(Location labeling records)
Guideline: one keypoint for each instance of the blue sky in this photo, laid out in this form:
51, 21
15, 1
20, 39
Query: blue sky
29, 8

## What is expected
Using the listing above, please repeat every entry exactly.

## Exercise solution
Guideline: one keypoint for each instance of the blue sky in this photo, laid out in this form:
51, 21
15, 1
20, 39
Query: blue sky
29, 8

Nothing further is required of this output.